**Dataset records**

[START]

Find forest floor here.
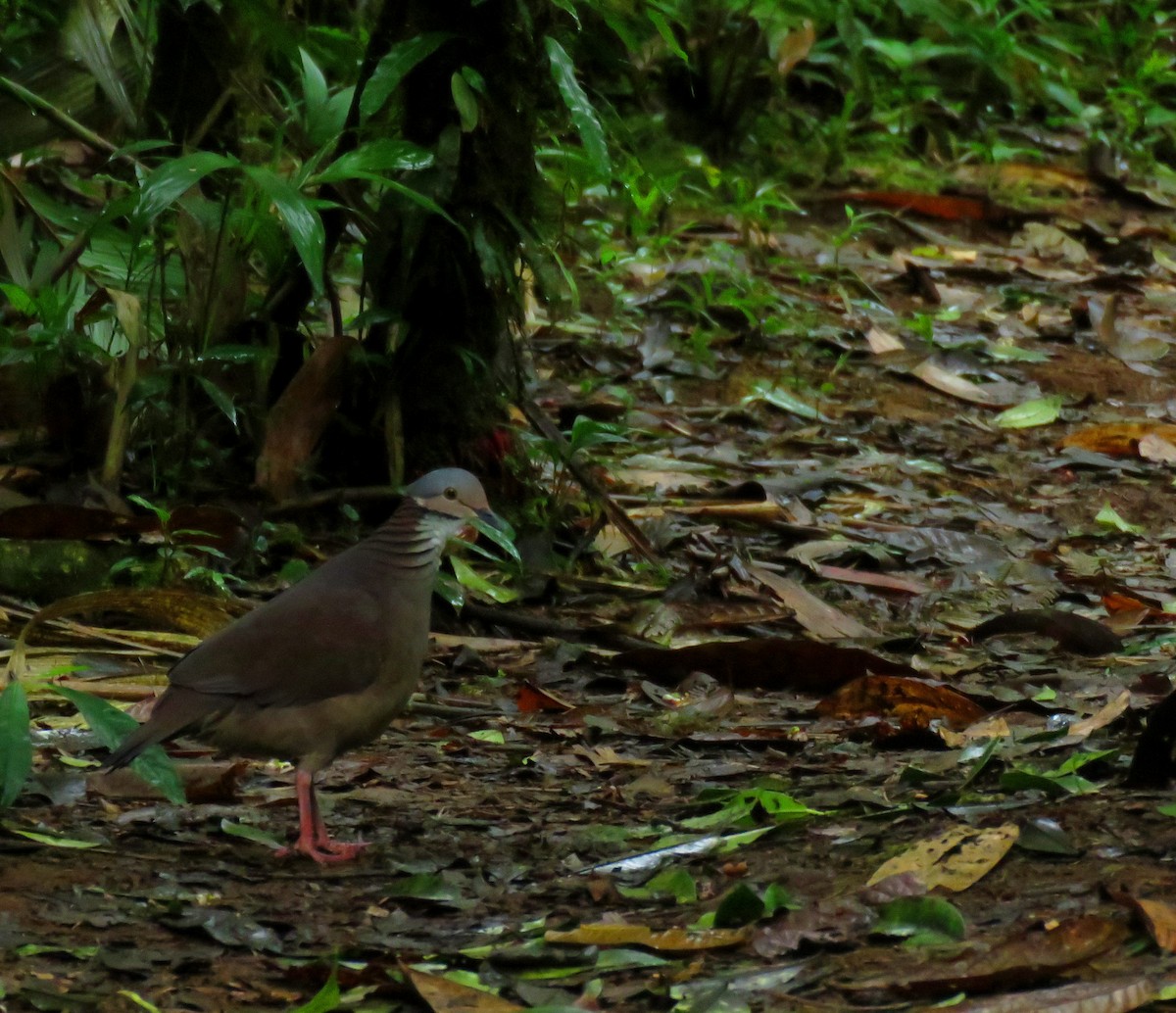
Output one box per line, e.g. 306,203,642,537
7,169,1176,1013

[END]
[START]

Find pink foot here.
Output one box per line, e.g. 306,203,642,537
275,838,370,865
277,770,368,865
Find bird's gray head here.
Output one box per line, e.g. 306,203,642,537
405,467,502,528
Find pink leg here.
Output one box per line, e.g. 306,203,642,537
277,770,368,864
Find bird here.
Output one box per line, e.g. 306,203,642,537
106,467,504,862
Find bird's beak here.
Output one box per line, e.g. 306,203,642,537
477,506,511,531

[END]
[START]

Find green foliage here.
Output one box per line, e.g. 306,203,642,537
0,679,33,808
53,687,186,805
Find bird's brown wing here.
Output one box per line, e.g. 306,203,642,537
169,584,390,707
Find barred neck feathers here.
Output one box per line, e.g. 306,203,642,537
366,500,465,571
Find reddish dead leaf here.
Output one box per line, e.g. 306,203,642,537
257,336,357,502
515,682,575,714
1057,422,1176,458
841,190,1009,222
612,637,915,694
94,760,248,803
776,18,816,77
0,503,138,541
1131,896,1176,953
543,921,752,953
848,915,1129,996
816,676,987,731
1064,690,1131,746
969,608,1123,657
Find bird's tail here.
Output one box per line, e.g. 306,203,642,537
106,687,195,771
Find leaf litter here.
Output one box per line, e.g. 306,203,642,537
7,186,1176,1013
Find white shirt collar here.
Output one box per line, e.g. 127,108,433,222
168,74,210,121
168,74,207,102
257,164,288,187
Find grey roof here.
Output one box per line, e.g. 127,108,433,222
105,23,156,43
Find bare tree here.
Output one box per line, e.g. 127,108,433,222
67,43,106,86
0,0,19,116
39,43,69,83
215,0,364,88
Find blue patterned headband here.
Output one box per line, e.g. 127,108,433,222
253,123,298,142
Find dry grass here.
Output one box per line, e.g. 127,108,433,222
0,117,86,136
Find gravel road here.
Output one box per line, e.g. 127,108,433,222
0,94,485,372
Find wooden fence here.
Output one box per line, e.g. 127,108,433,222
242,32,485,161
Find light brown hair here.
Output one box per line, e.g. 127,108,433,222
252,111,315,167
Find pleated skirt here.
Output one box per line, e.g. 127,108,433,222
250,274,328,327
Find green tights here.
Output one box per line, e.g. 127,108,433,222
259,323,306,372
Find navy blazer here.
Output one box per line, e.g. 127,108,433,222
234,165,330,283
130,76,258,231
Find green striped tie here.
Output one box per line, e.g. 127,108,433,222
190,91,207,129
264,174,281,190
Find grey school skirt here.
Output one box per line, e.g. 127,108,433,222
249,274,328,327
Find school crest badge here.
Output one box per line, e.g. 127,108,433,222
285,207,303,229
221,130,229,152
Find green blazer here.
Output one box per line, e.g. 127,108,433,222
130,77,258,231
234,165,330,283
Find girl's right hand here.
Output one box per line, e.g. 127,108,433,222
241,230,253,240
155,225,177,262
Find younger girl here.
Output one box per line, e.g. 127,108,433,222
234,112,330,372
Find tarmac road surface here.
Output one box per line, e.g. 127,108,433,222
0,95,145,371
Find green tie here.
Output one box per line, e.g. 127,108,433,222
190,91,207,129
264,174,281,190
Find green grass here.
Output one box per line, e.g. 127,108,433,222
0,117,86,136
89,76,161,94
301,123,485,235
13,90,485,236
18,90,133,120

[END]

**What is needed**
Copy the records without changes, from the line containing "Find forest floor here." up to and including the line containing "7,169,1176,1013". Omit the picture from your copy.

**Exercise output**
Find forest floor here.
Output one box per line, e.g. 306,203,642,537
7,169,1176,1013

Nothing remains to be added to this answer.